Start Supplied data
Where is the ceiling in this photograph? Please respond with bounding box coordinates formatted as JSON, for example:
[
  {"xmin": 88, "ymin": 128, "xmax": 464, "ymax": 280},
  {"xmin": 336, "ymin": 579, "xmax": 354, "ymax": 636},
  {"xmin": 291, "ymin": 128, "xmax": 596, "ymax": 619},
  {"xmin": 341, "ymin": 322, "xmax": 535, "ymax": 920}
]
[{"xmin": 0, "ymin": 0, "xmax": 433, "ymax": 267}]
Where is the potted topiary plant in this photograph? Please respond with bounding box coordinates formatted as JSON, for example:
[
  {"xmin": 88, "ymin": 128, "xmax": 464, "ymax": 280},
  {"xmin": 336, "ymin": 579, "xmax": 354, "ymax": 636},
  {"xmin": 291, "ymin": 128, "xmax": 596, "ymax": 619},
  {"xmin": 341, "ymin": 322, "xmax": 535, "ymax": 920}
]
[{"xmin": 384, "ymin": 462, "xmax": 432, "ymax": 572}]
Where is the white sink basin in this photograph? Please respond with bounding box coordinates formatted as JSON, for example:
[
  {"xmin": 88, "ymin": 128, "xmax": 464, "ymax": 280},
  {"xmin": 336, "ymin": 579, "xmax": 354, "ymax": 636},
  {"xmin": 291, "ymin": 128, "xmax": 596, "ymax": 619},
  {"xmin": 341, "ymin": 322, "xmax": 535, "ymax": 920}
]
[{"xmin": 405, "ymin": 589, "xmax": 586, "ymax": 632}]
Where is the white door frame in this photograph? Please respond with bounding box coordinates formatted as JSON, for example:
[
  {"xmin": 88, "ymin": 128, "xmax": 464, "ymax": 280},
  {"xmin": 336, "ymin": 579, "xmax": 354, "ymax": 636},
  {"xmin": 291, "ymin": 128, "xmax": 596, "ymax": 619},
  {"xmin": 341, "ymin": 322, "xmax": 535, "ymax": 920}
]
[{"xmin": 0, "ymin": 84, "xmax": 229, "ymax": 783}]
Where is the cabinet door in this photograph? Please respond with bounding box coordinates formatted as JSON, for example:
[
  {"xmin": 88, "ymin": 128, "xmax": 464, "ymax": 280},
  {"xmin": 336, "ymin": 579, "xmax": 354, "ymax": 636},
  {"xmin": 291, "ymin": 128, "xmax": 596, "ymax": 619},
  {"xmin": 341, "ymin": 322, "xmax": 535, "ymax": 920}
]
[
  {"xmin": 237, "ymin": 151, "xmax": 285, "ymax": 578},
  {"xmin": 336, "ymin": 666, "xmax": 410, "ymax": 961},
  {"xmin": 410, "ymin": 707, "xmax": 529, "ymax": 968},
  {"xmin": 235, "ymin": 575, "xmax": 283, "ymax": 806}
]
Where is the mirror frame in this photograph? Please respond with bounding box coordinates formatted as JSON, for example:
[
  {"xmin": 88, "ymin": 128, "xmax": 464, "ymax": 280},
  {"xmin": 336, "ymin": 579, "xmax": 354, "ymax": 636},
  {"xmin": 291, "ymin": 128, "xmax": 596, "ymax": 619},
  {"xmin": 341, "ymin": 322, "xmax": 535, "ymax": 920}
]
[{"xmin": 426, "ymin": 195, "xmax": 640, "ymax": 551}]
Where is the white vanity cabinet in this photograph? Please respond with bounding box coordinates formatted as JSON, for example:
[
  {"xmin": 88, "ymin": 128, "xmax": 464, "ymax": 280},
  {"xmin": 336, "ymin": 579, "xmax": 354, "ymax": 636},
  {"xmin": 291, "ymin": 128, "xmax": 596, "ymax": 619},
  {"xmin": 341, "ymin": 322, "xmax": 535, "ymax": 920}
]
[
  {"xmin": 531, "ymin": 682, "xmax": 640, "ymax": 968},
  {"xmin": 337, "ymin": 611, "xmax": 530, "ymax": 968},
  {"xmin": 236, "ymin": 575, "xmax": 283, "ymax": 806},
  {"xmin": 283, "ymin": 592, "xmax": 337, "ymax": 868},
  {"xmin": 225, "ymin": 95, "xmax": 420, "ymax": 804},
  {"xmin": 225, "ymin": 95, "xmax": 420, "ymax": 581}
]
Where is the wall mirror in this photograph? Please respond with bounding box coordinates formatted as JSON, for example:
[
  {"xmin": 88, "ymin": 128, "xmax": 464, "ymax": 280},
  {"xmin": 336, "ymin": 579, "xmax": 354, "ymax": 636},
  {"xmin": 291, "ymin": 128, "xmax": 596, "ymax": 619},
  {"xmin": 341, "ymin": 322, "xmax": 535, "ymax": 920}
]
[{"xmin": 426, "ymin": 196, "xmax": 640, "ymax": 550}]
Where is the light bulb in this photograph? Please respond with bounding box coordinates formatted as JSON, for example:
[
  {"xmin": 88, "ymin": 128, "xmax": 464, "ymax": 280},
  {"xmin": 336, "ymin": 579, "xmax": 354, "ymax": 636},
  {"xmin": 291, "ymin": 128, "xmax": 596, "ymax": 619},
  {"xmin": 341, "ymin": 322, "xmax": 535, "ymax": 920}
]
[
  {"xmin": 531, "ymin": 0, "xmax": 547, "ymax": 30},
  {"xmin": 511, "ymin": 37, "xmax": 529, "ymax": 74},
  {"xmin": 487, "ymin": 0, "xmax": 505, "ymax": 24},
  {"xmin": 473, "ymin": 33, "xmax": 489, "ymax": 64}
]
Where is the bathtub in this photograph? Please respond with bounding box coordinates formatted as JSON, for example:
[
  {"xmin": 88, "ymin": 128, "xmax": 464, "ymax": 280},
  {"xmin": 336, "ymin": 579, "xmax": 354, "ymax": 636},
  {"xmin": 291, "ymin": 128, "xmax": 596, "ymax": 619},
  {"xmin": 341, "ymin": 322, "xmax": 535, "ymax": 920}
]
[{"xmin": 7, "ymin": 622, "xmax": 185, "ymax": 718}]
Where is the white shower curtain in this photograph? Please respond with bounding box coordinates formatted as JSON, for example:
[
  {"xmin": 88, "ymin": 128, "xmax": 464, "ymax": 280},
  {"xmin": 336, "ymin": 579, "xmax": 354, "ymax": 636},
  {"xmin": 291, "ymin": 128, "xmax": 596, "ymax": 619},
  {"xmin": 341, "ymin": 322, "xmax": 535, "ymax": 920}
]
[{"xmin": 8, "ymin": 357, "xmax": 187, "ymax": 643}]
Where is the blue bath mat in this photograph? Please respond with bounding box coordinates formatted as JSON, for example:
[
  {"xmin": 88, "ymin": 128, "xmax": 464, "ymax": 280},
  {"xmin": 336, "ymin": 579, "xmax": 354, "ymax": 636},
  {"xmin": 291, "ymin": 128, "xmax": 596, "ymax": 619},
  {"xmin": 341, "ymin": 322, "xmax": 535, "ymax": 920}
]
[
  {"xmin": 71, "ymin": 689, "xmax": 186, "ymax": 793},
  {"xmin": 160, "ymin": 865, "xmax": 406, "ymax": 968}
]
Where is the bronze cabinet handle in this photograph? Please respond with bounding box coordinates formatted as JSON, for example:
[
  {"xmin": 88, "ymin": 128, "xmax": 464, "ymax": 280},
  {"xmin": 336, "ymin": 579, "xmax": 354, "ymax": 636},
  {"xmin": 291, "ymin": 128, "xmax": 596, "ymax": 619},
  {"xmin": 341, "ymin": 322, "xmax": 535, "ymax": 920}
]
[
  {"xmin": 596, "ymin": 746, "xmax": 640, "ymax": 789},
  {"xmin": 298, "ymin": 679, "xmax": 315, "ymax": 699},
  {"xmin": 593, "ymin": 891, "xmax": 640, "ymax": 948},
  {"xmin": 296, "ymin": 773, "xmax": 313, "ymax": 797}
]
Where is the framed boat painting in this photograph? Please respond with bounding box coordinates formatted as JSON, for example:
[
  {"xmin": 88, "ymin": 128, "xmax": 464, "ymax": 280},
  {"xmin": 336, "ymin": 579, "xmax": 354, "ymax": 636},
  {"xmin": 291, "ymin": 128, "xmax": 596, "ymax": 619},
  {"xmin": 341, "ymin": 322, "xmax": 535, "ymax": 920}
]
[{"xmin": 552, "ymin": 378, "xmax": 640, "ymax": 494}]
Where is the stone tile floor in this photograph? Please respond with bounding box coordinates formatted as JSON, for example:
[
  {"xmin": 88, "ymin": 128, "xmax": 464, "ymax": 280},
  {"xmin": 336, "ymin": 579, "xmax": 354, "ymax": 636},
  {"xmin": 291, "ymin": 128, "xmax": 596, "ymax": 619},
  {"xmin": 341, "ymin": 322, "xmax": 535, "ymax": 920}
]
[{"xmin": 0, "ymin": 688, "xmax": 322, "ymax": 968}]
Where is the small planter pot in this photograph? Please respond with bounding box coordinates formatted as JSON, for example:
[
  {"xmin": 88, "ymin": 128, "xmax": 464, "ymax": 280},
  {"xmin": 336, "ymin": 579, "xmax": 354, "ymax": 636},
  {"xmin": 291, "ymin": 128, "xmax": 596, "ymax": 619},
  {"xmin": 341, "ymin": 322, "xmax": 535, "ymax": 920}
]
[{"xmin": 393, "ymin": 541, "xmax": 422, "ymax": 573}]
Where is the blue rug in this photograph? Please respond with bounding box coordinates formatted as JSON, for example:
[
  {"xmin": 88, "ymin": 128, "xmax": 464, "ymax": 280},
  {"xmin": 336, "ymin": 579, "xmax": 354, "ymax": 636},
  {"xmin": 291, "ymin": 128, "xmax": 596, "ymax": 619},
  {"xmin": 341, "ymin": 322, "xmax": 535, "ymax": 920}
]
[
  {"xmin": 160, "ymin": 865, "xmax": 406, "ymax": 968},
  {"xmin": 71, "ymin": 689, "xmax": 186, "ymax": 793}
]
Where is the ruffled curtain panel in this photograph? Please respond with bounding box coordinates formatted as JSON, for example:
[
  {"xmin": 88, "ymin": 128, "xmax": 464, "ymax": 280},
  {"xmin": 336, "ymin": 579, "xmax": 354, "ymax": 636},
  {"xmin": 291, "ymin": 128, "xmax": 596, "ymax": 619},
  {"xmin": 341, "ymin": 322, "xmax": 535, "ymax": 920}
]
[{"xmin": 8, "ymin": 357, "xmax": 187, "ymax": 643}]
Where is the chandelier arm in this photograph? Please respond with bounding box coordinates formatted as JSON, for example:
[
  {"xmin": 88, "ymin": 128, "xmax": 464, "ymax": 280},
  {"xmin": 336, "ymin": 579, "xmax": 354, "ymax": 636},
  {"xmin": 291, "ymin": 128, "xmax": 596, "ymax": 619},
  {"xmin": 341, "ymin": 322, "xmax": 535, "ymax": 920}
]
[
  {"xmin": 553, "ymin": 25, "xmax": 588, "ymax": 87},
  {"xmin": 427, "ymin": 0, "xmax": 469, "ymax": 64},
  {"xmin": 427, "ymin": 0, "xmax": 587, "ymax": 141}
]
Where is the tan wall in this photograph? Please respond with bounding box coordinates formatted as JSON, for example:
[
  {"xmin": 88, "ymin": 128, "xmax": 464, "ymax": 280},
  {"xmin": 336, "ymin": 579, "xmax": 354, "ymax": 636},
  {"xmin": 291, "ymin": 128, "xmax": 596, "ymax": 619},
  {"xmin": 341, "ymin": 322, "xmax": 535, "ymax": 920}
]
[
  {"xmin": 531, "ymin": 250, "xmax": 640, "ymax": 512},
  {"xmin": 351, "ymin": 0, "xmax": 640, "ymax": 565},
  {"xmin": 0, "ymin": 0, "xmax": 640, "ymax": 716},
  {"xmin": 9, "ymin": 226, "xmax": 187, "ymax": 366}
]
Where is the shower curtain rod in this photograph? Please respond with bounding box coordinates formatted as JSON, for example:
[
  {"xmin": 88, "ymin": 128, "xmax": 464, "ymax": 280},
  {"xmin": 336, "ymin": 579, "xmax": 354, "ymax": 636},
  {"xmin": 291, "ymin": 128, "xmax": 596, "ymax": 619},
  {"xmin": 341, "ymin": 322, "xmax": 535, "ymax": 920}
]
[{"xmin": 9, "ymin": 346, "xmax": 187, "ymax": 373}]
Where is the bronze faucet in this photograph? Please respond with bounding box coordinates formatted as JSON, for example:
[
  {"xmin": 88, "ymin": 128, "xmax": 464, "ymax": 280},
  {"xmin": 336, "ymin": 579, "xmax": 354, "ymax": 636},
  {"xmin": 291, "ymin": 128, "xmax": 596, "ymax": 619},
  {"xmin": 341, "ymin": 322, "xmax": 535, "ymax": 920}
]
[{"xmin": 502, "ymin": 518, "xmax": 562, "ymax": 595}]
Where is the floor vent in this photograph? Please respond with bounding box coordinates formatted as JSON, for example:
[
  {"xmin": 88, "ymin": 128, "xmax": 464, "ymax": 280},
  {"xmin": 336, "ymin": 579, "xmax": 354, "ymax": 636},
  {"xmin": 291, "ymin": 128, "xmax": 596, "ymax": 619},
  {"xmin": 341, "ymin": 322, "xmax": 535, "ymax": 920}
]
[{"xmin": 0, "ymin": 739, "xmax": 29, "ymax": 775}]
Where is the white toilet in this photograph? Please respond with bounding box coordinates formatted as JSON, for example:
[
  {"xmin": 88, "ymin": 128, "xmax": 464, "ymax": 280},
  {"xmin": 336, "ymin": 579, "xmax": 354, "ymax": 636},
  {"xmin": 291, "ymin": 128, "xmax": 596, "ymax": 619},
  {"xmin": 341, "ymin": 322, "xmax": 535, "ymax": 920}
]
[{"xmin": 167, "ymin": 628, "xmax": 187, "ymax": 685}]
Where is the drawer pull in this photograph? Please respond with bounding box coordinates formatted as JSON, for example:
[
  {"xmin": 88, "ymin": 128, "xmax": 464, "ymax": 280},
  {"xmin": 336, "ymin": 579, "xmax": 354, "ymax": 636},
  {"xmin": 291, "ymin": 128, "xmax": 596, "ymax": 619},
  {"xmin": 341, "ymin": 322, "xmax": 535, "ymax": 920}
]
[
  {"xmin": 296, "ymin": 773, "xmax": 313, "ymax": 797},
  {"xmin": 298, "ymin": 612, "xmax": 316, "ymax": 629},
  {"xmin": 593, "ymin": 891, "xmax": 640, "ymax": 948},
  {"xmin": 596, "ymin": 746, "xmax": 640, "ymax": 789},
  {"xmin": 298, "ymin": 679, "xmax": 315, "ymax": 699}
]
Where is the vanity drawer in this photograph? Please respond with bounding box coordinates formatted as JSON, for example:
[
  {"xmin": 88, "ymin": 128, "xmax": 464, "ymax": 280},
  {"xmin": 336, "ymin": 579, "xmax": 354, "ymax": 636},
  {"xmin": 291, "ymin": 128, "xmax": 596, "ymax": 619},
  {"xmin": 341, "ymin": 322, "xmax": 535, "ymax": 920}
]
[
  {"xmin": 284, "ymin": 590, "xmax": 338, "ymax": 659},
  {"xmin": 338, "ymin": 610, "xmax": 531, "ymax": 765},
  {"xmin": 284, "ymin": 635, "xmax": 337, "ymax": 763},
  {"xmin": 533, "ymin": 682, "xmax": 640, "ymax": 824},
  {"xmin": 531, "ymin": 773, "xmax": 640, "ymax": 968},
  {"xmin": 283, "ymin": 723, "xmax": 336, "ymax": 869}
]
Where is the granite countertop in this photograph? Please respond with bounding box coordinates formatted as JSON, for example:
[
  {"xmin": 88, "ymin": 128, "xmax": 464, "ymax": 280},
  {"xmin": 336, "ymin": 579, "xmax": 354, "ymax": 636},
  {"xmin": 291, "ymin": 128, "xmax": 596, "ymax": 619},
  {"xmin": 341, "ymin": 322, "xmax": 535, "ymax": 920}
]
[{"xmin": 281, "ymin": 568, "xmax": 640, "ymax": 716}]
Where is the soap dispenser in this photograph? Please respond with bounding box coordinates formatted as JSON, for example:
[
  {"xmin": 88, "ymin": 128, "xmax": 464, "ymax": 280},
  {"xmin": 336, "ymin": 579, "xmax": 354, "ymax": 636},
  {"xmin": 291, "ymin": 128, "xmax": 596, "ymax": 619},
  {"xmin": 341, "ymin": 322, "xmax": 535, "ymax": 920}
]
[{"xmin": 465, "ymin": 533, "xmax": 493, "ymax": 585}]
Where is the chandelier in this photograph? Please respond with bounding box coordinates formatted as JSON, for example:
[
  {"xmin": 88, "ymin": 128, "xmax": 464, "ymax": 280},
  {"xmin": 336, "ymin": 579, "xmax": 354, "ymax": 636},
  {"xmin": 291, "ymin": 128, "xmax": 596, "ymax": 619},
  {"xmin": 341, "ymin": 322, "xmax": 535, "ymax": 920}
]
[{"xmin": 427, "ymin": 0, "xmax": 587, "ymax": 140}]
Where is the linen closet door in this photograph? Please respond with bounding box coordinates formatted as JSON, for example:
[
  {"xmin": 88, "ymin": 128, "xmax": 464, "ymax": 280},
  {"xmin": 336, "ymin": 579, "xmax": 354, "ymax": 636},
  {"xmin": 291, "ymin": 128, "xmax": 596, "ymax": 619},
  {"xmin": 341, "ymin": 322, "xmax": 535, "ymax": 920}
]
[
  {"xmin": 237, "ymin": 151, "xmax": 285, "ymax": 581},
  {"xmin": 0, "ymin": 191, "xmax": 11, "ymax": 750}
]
End Supplied data
▶ _What the task asks_
Update the listing from the line with "Where is the linen" through its end, replacing "linen closet door" with "pantry door" and changing nothing else.

▶ _Output of the exercise_
Where is the pantry door in this photograph? Please respond with bounding box coordinates formatted as JSON, for example:
[
  {"xmin": 88, "ymin": 128, "xmax": 464, "ymax": 280},
  {"xmin": 336, "ymin": 579, "xmax": 354, "ymax": 636},
  {"xmin": 291, "ymin": 128, "xmax": 596, "ymax": 619},
  {"xmin": 341, "ymin": 322, "xmax": 535, "ymax": 920}
]
[
  {"xmin": 237, "ymin": 151, "xmax": 285, "ymax": 581},
  {"xmin": 0, "ymin": 191, "xmax": 11, "ymax": 750}
]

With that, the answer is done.